• **Instructions to follow**
Write out again every line from the one containing "instance: [(610, 381)]" down to the one containing "[(183, 181), (528, 292), (200, 162), (471, 329), (74, 159)]", leaving the wording untouched. Shift each point coordinate in the answers by -149, and change no other number.
──────── Task inputs ────────
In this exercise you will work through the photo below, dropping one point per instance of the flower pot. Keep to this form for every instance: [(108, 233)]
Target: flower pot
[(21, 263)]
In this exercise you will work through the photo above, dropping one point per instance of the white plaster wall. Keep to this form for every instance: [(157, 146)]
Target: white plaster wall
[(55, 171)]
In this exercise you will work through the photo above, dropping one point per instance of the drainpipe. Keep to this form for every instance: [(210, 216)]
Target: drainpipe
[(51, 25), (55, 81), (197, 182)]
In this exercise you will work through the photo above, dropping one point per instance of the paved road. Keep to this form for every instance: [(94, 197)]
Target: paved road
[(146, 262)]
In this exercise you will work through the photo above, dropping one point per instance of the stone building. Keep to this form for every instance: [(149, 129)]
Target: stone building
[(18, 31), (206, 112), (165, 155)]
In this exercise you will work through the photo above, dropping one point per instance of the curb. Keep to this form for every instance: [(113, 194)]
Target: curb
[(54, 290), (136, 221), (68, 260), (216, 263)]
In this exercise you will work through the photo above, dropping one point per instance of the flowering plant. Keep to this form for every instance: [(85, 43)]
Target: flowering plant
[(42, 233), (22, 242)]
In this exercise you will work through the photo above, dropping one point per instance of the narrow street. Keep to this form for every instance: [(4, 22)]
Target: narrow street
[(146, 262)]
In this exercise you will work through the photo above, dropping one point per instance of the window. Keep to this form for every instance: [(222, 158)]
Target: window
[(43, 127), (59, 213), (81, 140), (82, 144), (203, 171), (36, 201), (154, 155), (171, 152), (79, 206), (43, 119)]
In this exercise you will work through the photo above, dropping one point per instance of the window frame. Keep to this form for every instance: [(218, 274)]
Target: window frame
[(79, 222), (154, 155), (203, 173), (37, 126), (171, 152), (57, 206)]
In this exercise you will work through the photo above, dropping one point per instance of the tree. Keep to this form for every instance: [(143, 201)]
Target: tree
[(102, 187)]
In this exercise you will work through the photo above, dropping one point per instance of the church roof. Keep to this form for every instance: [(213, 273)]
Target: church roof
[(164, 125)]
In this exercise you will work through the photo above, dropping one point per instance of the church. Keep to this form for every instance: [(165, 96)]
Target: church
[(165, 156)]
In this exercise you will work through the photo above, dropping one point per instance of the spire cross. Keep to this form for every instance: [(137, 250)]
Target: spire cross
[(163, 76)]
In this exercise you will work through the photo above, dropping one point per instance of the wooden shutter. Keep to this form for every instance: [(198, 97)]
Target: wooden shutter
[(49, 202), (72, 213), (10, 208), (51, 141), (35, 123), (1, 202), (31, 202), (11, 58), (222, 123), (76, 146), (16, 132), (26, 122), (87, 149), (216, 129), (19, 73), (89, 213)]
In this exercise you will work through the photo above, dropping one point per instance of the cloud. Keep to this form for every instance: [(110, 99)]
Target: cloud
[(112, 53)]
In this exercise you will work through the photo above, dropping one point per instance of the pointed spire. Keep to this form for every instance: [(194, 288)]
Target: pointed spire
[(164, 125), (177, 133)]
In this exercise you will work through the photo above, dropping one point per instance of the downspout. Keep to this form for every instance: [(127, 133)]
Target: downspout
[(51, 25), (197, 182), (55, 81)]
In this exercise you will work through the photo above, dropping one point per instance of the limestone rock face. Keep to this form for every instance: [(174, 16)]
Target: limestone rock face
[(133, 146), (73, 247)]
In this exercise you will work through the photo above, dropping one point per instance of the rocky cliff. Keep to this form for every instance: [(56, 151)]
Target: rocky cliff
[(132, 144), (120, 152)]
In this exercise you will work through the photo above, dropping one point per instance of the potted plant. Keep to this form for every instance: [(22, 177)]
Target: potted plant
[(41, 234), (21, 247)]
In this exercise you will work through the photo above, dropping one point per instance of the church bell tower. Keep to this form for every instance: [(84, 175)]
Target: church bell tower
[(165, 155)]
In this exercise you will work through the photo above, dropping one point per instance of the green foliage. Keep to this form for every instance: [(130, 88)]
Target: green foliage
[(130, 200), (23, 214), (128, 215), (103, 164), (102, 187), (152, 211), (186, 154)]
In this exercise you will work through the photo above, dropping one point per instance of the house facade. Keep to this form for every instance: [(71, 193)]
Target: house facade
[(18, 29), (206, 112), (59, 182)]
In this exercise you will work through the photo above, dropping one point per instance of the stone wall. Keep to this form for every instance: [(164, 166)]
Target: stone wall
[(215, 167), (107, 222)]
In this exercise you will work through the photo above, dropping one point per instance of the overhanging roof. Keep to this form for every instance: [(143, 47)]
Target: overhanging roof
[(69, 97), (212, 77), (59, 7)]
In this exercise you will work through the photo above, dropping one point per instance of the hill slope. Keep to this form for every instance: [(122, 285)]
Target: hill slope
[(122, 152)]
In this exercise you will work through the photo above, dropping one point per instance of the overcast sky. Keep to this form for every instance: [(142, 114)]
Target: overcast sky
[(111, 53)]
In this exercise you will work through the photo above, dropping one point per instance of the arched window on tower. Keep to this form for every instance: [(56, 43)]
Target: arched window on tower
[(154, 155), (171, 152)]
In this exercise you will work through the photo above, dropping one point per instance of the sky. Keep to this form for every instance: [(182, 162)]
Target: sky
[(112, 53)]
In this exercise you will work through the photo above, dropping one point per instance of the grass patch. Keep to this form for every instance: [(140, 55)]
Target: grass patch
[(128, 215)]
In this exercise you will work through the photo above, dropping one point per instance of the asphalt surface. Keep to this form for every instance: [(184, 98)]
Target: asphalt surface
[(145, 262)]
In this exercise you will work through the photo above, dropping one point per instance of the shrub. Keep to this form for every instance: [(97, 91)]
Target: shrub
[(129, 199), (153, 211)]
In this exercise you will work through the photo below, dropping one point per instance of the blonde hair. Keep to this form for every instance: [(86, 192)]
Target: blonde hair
────────
──────── Task inputs ────────
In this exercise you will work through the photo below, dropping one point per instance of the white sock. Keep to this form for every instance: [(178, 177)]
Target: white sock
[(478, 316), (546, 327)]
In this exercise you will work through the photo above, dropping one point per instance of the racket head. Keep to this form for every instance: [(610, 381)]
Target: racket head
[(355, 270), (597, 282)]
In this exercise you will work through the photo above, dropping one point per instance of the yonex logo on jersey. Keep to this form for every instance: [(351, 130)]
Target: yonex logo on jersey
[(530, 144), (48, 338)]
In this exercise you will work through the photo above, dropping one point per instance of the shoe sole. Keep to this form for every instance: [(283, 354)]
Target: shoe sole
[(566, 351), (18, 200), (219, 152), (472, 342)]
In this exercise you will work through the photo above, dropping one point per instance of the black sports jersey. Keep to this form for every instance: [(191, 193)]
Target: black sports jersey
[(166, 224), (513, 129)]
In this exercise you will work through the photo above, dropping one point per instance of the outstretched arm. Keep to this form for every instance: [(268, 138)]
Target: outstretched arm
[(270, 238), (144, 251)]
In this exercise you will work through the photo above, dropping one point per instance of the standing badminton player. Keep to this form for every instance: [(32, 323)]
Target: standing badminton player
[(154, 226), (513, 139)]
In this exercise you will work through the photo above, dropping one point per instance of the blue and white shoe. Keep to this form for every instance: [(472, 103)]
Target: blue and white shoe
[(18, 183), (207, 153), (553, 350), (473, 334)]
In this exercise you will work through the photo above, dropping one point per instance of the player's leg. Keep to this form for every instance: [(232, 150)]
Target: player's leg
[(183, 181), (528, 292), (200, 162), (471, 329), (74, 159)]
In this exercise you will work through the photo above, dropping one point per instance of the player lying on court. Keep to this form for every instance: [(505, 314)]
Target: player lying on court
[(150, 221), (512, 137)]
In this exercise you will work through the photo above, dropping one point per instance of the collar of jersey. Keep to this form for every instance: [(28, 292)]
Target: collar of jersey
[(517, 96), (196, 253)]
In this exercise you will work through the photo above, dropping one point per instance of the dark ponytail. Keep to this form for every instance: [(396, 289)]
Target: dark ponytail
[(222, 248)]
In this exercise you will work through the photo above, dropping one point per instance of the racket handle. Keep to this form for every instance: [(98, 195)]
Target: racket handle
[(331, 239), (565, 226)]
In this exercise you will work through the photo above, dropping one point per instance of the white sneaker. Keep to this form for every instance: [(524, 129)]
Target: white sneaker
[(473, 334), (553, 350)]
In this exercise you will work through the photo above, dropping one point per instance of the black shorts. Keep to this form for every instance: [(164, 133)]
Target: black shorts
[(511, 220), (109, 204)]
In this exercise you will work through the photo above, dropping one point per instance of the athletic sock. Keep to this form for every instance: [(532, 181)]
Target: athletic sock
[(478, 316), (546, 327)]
────────
──────── Task inputs ────────
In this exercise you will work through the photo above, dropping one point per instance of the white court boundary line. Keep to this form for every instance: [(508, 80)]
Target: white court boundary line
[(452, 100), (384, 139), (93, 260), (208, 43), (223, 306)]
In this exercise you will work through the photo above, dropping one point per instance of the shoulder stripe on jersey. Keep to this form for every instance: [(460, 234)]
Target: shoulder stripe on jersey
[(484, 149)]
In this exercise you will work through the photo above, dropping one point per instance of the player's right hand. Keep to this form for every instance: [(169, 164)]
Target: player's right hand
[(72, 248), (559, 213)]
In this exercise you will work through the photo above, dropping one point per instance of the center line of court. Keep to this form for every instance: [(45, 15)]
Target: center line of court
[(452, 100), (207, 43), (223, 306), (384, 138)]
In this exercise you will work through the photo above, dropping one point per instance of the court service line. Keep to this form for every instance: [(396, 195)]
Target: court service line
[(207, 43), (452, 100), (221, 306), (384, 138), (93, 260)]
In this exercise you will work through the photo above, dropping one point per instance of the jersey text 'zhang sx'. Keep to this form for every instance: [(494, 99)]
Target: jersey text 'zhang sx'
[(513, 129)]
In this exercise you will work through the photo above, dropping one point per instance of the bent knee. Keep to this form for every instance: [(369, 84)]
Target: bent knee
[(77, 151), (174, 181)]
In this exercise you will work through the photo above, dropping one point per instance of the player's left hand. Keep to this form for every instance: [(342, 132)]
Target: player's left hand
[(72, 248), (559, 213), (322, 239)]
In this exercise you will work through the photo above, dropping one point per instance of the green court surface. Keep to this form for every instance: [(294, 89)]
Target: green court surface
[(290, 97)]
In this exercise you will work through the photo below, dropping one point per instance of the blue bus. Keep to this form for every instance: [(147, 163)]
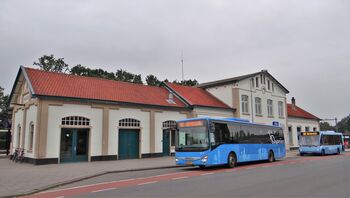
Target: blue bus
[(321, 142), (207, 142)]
────────
• **Completed exercise**
In this exercise you will work through the photo above, dropping one point per instance of the racket head. Keep to this form for every instance: [(610, 381)]
Target: racket head
[(206, 121), (448, 133)]
In this exercise you will work through the photo above, dropping one point per instance of the yonex logo on jersey. Keep to this form for every instance: [(351, 130)]
Target: yonex logo on jersey
[(381, -5), (-101, 189)]
In this exercise you will work through the photo above, dropping one point per instance of the shoe sole. Keep to this form for every instance: [(283, 354)]
Target: shoe sole
[(417, 202), (-131, 51), (70, 3), (323, 193)]
In this exercise you will work through the photo above, dropping one point per instance of the black sports jersey. Keep to this form for every instance: [(191, 193)]
Target: black sports jersey
[(17, 75), (364, -20)]
In this exercise you will work through the photo above, dropping one point per instance of the outstretched arm. Keep to this form for every instance: [(268, 138)]
Target: outstretched arm
[(121, 89), (-5, 102)]
In this exercise you will work through the photo above, dropping one point per instance of the standing badminton player. Keep to this form for every instance: [(32, 323)]
Target: standing badminton player
[(5, 77), (364, -10)]
In this exercise you will work through the photo above, dropping one point per instance of the blue and white shoe. Keep to this form for every instance: [(472, 103)]
Target: blue and white shoe
[(-131, 34), (58, 4), (404, 201), (324, 185)]
In this exercise you will work through the photo above, dropping one point per instance of the player's leg. Keep to this form for every instance: [(232, 150)]
Target: player's leg
[(34, 32), (379, 143), (51, 13), (322, 180), (-75, 10)]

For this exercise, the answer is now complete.